Exercise instructions
Reproduce the rows from the very first line through the line that contains "[[[256,134],[88,138],[61,124],[0,141],[0,169],[256,169]]]", both included, with the requests kept as they are and each coordinate in the answers multiplied by 0.6 and rounded to a whole number, halves rounded up. Omit the pictures from your output.

Working data
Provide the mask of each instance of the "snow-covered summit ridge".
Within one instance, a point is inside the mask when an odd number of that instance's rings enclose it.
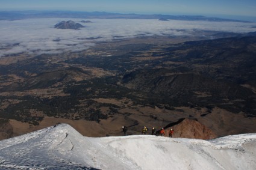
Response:
[[[256,134],[88,138],[61,124],[0,141],[0,169],[256,169]]]

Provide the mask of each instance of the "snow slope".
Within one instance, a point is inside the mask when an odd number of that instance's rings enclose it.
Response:
[[[87,138],[61,124],[0,141],[0,169],[256,169],[256,134]]]

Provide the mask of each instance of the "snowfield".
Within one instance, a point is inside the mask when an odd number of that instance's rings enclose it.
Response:
[[[59,124],[0,141],[0,169],[256,169],[256,134],[87,138]]]

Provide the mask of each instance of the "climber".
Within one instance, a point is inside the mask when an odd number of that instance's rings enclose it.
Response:
[[[126,132],[127,132],[127,130],[128,128],[126,126],[122,126],[122,129],[123,129],[123,132],[124,133],[125,136],[126,136]]]
[[[152,129],[152,133],[151,135],[155,135],[155,134],[157,133],[157,130],[155,130],[155,127],[153,127]]]
[[[171,129],[170,130],[170,132],[169,132],[169,138],[172,138],[172,135],[173,135],[173,129]]]

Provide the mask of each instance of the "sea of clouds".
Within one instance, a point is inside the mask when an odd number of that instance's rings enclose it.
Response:
[[[79,19],[31,19],[0,20],[0,57],[20,53],[56,53],[87,49],[97,42],[137,36],[193,35],[194,31],[246,33],[256,31],[256,23],[155,19],[92,19],[80,30],[60,29],[62,20]],[[182,30],[182,31],[181,31]]]

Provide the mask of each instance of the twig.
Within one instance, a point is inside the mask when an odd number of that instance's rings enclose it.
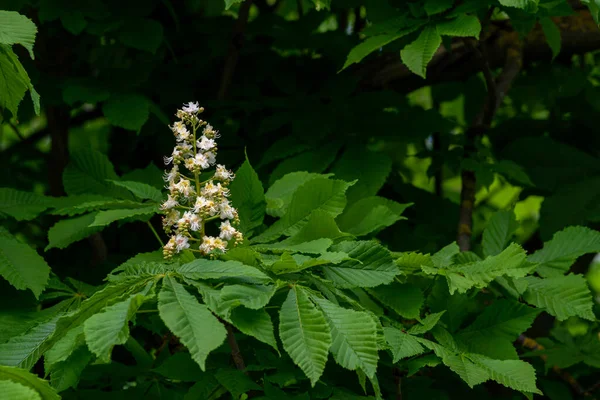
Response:
[[[221,86],[219,87],[219,93],[217,95],[218,100],[225,99],[229,87],[231,86],[233,73],[235,72],[235,67],[240,56],[240,49],[244,44],[244,31],[246,30],[246,25],[248,23],[251,5],[252,0],[246,0],[242,3],[238,19],[233,26],[233,35],[231,36],[231,42],[229,43],[229,50],[227,52],[227,58],[225,59],[225,66],[223,67],[223,76],[221,77]]]
[[[534,339],[531,339],[525,335],[519,335],[519,338],[517,339],[517,342],[519,344],[521,344],[523,347],[526,347],[530,350],[544,350],[544,346],[542,346],[541,344],[539,344],[537,341],[535,341]],[[544,361],[548,360],[548,357],[545,354],[542,354],[540,356],[540,358]],[[567,371],[564,371],[562,369],[560,369],[559,367],[557,367],[556,365],[552,367],[552,371],[554,371],[558,376],[561,377],[562,380],[564,380],[565,382],[567,382],[571,388],[573,389],[573,391],[575,393],[577,393],[580,396],[583,397],[591,397],[592,396],[592,392],[593,390],[595,390],[594,387],[585,390],[580,384],[579,382],[577,382],[577,380],[573,377],[573,375],[569,374]]]
[[[472,43],[467,42],[471,46]],[[475,117],[471,127],[465,134],[464,158],[472,157],[477,151],[477,140],[490,128],[496,111],[502,104],[512,82],[519,74],[522,66],[522,51],[519,45],[509,47],[506,63],[502,73],[494,80],[485,54],[473,47],[476,59],[487,84],[487,98],[481,111]],[[475,172],[463,170],[461,173],[462,187],[460,192],[460,211],[458,221],[457,242],[461,251],[471,249],[471,232],[473,228],[473,208],[475,206]]]
[[[223,322],[225,324],[225,328],[227,328],[227,343],[229,343],[229,347],[231,348],[231,357],[233,358],[233,362],[235,367],[246,373],[246,364],[244,363],[244,358],[242,357],[242,352],[240,351],[240,346],[238,346],[237,341],[235,340],[235,334],[233,333],[233,327],[231,324],[227,322]]]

Answer to this problem
Provide the mask of each instance of the "snow-covered summit ridge".
Within one instance, a point is inside the mask when an odd number of that instance's rings enclose it.
Response:
[[[154,80],[53,83],[37,74],[0,85],[0,101],[154,101]]]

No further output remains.